SONAL DESAI: I think for the bond market, chances are it's not-- it's not quite the same thing. It could happen for high-yield bonds, certainly, or investment-grade bonds. But if I think about the largest asset classes like US Treasurys, for example, it's very difficult to imagine quite the same level of-- let's call it a feeding frenzy because that's what it was.

It is a fascinating episode. There's no doubt about it. We've never seen social media play a role like this, wherein, both as an investor and as an economist, I find the entire episode absolutely fascinating because when you strip away the issues of, yeah, you know, it's the hedge funds who were shorting. Who is at the heart of it? At the heart of it, you've got an enormous amount of buying that isn't necessarily focused on fundamentals, which in turn almost necessitates the type of volatility we've seen.

I just heard that GameStop was down 25%, 27% today. It's not that surprising given how it builds up. If people pile into a stock and watch it go up like that, you're going to see it come down as well. On the fixed-income side, I would like to think it would be harder to get to [INAUDIBLE].

ADAM SHAPIRO: Well, yeah, and Sonal, one of the things that an expert like you and a manager like you provides to a client is protection from someone who might say buy a bond ETF because you could short a bond ETF, or for that matter you could see the shorts go against index funds. I realize it's a stretch, but we're not seeing that kind of thing with bond ETFs, people-- you know, short interest in bond ETFs really rising dramatically, are we?

SONAL DESAI: No, we are not, and I would be surprised if we did. And even-- and inherently a bond ETF-- you just said it-- it's spread out over a huge number of bonds. It's not got that same concentrated power that came-- that was on display the whole of last week with these two or three stocks that were really impacted by what we saw.

I don't think you'd really be able to see this on the bond front. Could you see it with single-commodity ETFs? Potentially. You know, it's not clear whether silver, in fact, was a part of one of these-- let's call it a flash mob. But it's not clear whether that was the case or it wasn't the case.

But for an entire bond ETF, it's just much harder to see the same impact as we've seen. We're not seeing it happen to equity ETFs, for example. You can short equity ETFs as well, but that's not what we're seeing. We're seeing individual names coming up, and that's what I think is harder to see in the bond universe.

§ EXERCISE SET
1) Answer these questions about the interview transcript on bond markets:
(a) What term does Sonal Desai use for the buying episode?
(b) By what percentages had she heard GameStop was down that day?
(c) What kind of ETF does she say could potentially see a similar effect?
2) Continue the interview transcript on bond markets from the point where it stops.

§ MATERIAL SUPPLIED
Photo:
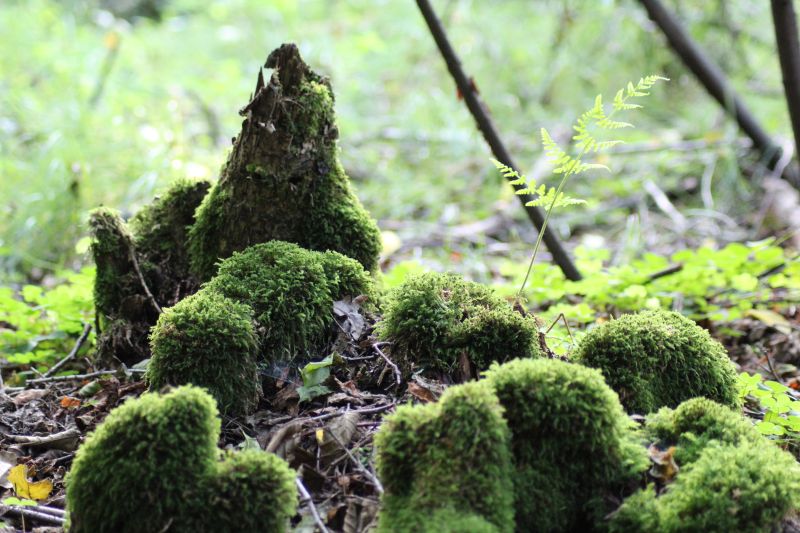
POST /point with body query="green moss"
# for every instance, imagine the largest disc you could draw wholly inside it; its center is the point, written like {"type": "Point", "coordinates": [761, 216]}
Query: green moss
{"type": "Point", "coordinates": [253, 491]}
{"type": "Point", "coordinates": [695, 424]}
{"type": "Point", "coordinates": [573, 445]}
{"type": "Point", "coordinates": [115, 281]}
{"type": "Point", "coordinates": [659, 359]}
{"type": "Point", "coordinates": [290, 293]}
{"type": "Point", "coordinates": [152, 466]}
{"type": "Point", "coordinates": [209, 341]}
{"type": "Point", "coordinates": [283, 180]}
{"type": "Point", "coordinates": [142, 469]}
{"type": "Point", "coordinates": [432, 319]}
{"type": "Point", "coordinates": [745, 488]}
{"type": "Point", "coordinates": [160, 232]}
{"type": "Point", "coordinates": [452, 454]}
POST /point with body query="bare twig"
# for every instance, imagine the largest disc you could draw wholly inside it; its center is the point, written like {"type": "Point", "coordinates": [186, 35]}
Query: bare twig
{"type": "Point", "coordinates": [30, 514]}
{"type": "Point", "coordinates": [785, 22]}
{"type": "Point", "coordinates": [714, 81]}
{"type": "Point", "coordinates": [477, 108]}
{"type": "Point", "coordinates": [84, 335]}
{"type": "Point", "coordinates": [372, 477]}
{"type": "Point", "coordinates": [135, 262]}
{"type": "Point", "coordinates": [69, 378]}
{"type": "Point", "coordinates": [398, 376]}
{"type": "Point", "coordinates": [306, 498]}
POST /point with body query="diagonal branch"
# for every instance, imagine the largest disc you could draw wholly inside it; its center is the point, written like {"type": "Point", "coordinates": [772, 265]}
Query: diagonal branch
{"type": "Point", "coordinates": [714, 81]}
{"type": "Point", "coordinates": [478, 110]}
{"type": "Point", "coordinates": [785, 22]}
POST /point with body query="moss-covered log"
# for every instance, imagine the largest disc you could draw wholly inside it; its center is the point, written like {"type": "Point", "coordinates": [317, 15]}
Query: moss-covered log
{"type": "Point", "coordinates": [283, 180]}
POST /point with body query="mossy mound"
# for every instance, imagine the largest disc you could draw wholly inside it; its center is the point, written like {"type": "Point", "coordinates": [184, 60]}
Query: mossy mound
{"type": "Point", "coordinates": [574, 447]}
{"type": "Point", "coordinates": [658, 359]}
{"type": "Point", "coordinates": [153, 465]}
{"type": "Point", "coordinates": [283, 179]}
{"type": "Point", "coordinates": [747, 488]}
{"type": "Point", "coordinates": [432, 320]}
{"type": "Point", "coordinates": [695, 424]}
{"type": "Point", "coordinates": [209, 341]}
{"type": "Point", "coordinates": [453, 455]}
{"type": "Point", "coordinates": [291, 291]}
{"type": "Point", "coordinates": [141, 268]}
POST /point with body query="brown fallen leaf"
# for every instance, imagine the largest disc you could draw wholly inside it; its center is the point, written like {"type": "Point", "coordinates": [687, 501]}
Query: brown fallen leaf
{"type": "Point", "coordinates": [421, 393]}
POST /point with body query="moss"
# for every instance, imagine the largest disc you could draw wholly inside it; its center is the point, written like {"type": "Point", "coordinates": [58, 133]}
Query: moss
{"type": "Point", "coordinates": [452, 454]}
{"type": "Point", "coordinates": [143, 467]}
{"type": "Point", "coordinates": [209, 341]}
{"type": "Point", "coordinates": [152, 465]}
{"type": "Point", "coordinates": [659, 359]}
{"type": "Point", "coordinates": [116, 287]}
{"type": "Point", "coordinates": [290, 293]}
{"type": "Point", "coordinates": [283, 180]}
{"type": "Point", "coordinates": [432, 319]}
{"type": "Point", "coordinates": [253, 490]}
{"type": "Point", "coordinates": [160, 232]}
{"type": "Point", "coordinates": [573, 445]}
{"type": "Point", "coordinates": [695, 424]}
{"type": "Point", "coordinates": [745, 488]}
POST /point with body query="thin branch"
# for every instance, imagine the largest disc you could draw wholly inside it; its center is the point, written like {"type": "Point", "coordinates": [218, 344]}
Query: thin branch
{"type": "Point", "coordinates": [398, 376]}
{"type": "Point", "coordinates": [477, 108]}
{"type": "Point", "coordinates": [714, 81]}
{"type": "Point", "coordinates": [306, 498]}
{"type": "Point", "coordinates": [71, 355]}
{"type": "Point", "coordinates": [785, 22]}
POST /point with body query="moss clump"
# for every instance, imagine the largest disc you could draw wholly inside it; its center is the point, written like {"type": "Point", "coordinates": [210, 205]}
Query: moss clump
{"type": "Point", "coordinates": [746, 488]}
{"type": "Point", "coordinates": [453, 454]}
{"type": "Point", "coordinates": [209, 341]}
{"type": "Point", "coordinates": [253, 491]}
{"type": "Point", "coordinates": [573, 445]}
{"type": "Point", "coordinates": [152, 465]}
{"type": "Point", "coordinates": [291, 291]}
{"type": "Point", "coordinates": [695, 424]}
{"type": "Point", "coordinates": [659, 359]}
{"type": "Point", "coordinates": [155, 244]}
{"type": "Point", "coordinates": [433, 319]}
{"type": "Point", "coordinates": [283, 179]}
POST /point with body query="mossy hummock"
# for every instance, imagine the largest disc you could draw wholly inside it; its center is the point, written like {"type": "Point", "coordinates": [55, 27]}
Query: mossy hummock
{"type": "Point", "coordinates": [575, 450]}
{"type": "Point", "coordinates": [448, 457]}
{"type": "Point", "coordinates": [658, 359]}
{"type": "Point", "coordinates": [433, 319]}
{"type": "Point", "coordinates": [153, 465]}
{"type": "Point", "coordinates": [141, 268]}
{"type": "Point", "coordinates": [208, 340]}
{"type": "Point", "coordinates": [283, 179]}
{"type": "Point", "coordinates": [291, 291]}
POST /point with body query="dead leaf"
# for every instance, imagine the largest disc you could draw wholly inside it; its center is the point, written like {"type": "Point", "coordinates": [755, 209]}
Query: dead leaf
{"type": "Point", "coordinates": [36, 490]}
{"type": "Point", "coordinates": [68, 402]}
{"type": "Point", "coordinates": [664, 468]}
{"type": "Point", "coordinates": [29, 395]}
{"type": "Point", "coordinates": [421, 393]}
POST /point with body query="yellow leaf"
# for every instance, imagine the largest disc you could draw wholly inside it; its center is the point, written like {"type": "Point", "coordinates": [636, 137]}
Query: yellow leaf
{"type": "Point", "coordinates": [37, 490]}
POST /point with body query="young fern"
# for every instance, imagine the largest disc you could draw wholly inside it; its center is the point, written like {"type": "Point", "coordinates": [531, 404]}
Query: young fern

§ ANSWERS TO THE TASKS
1)
(a) A feeding frenzy.
(b) 25% to 27%.
(c) Single-commodity ETFs.

2)
SEANA SMITH: Sonal, we only have about a minute here, but I'm curious. There's that story, and then the other big story this week is happening with additional fiscal policy. President Biden is expected to meet with 10 GOP senators in just around two hours talking about the plan that they're putting forward, $600 billion. I'm curious just what you think the market needs at this point or what is necessary to get us on the right track, to get us past the pandemic.

SONAL DESAI: So, you know, it's very interesting. There's what the market needs and what the economy needs. The market would like to see a big, big package because that's what the market wants to see. The economy I think probably could do with a somewhat smaller package because we've got a lot of other tailwinds which are helping the economy-- the vaccine. We've got the natural whatever. We're seeing a reduction in the total caseload of COVID. We are seeing massively easing monetary policy. And we haven't yet fully deployed the last $900 billion.

So, you know, if we got the entire $1.9 trillion which is currently being suggested, $1.9 trillion plus the $900 billion that we already had, you're talking about close to $3 trillion of fiscal stimulus at a time the economy is actually working its way out quite well. So I would say what we will end up with and I think what the market is prepared for is something between $1.9 and the $600 billion. Nobody really anticipates that $600 billion will fly. But do we see the $1.9 trillion being whittled down a bit? Yes, and I don't think the market is going to be shocked if we are at somewhere between $1.2, $1.5 trillion in the end.

ADAM SHAPIRO: We always look forward to you joining us, Sonal Desai, Franklin Templeton CEO fixed income--


ADAM SHAPIRO: --so much. So good to see you.